▶ [输出要求] 写出 Grafana 仪表盘配置文本中，标题为“QPS”的面板设定的 type 值。

▶ [提取文本]
§
5. Grafana Dashboard 配置

{
  "dashboard": {
    "title": "Application Monitoring",
    "panels": [
      {
        "title": "QPS",
        "targets": [
          {
            "expr": "sum(rate(http_requests_total[1m])) by (endpoint)",
            "legendFormat": "{{endpoint}}"
          }
        ],
        "type": "graph"
      },
      {
        "title": "Error Rate",
        "targets": [
          {
            "expr": "sum(rate(http_requests_total{status=~\"5..\"}[5m])) / sum(rate(http_requests_total[5m]))",
            "legendFormat": "Error Rate"
§
[标注框记录]

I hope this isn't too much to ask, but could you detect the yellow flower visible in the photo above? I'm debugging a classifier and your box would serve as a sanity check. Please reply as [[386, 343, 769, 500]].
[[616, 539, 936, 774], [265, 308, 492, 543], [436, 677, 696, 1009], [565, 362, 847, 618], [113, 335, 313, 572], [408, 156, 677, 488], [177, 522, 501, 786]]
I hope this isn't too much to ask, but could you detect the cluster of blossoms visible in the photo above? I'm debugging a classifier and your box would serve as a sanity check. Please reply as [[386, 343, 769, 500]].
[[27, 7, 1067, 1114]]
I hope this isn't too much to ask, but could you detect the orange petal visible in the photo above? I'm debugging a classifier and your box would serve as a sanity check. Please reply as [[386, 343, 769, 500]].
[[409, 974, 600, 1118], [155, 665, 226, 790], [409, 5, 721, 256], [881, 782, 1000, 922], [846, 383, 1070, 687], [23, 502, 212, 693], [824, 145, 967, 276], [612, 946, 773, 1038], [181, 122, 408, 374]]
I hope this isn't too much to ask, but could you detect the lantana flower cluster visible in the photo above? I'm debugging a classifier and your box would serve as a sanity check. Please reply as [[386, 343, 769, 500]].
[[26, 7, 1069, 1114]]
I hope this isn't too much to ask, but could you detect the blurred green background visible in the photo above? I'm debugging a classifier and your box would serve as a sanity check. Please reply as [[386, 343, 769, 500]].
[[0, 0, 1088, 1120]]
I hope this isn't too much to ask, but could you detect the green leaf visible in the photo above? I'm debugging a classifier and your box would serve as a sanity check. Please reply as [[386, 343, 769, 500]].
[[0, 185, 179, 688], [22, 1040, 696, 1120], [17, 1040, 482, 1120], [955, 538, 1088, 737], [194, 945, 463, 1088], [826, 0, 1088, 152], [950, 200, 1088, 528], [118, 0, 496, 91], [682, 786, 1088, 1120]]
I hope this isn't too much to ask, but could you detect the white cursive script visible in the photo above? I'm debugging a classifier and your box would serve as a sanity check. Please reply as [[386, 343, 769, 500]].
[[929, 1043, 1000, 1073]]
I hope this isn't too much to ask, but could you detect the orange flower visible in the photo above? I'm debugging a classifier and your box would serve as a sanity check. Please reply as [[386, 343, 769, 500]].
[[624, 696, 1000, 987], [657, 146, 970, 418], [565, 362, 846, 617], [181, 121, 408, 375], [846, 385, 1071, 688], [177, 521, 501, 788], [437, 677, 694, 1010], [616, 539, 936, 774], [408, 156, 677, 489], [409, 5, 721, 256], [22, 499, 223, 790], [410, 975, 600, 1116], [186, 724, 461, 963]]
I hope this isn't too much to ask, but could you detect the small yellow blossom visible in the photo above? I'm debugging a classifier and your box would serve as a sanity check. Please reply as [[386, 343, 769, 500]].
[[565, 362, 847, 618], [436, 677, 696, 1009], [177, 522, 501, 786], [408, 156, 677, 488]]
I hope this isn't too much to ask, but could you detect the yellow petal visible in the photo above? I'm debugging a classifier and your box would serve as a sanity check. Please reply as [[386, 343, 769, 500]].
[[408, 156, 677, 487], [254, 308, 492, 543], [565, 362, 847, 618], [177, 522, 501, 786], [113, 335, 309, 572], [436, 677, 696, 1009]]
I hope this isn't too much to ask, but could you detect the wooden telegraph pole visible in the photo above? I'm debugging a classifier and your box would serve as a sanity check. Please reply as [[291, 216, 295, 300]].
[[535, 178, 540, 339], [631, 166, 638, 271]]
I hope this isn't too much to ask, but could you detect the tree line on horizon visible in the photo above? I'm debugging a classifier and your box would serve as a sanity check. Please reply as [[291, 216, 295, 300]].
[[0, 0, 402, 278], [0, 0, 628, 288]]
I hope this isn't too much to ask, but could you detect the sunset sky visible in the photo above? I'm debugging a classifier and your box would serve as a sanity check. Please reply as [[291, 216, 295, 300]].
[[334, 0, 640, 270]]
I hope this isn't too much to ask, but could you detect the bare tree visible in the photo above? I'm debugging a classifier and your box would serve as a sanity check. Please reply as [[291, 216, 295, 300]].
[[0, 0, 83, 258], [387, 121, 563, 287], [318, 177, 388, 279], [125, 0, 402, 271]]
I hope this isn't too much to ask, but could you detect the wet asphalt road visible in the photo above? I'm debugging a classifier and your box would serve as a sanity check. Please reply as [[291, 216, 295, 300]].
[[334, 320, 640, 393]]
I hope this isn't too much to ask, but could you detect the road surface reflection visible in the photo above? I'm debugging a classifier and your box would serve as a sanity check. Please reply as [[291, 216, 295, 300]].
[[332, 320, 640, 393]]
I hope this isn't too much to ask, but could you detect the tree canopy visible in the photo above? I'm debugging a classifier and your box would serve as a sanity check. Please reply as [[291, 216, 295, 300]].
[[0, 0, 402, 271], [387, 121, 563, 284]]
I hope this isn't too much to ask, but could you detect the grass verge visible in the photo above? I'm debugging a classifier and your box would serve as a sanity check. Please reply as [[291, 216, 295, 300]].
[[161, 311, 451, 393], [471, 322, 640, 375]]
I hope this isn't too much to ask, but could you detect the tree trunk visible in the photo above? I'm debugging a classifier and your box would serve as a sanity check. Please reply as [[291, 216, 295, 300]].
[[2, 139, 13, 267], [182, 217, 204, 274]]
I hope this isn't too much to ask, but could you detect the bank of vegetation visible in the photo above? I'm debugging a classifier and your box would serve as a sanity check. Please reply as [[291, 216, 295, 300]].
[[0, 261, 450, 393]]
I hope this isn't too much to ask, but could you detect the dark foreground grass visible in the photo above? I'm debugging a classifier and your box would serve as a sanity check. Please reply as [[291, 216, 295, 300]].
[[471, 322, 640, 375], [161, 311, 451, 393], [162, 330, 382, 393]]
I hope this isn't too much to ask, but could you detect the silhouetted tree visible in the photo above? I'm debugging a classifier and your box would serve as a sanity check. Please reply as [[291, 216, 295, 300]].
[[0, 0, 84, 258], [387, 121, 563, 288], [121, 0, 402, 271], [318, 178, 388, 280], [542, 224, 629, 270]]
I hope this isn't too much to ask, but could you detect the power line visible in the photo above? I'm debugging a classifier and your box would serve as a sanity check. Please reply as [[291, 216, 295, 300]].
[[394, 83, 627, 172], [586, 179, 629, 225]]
§
▶ [本题结果] graph